- **What you have to do**
Decide whether each statement agrees with the essay on the pathology of politics. Answer yes or no and quote the deciding words of the essay. 1. Besson's book runs to 282 pages. 2. The address in Jamaica took place last June. 3. The audience received the Grenadian official's question in silence.

- **Supplied text**

The pathology of politics

This question usually arises because there seems to be no reasonable explanation. There is growing evidence that political power leads to diseases of the mind. What Kenneth Clark calls in his seminal work, The Pathos of Power. This is an old, old story of politics and leaders of all kinds. What inspired me to think about this is a 282-page book titled Cult of the Will, published by Gerard A Besson, and containing strident remarks about the deceptions and the “deranged” political personality of the late Dr Eric Williams.

But before we get into some aspects of Besson’s book, I feel obliged to comment very briefly on the “pathology of politics,” a subject which caused JL Talmon to write a book titled The Origins of Totalitarian Democracy. Last September in Jamaica, during my address to Caribbean political party officials on election financing and democracy, a Grenadian party official asked me: “Why is it in the Caribbean, people appear and behave one way and as soon as they become elected as politicians they grow so arrogant, so different as if something gone wrong with them?”

The audience burst out laughing. PNM Opposition Leader, Dr Keith Rowley and Professor Selwyn Ryan, also present, smiled, knowingly it seemed. Yes, I too have seen the phenomenon in some of my own university colleagues who got elected. This ego-enhancing transformation has been a fascinating subject in psychopathology for ages, quite notably by Harold Lasswell, Sigmund Freud, Abraham Maslow and Carl Jung.

More and more, nurtured by excessive hero-worshipping and unchecked patronage, the diseased manifestations of political power — self-delusion, self-acclamations, bruising arrogance, unwarranted extravagance, thin-skinned, vengeful, etc. — all begin to inflict themselves upon a rather helpless public — at least for a time. Soon, the politician becomes a prisoner, a victim really, of his or her, search for further but scarcer gratifications, meandering between fleeting ecstasy and deep depression. Some get the sickness sooner than others.

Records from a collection
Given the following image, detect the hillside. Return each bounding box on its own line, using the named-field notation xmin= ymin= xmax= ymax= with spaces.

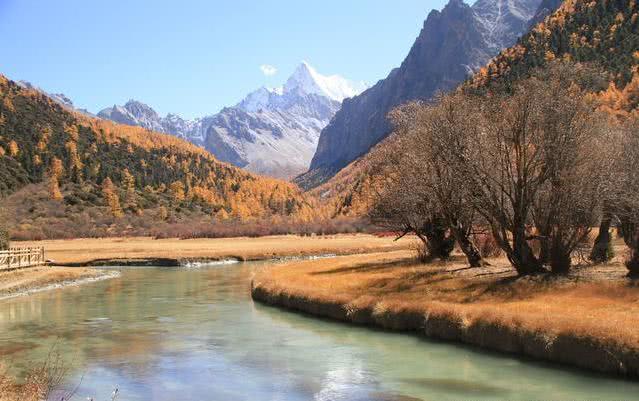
xmin=0 ymin=76 xmax=311 ymax=238
xmin=296 ymin=0 xmax=541 ymax=188
xmin=311 ymin=0 xmax=639 ymax=216
xmin=469 ymin=0 xmax=639 ymax=113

- **Problem solution**
1. Yes: "a 282-page book titled Cult of the Will"
2. No: "Last September in Jamaica"
3. No: "The audience burst out laughing."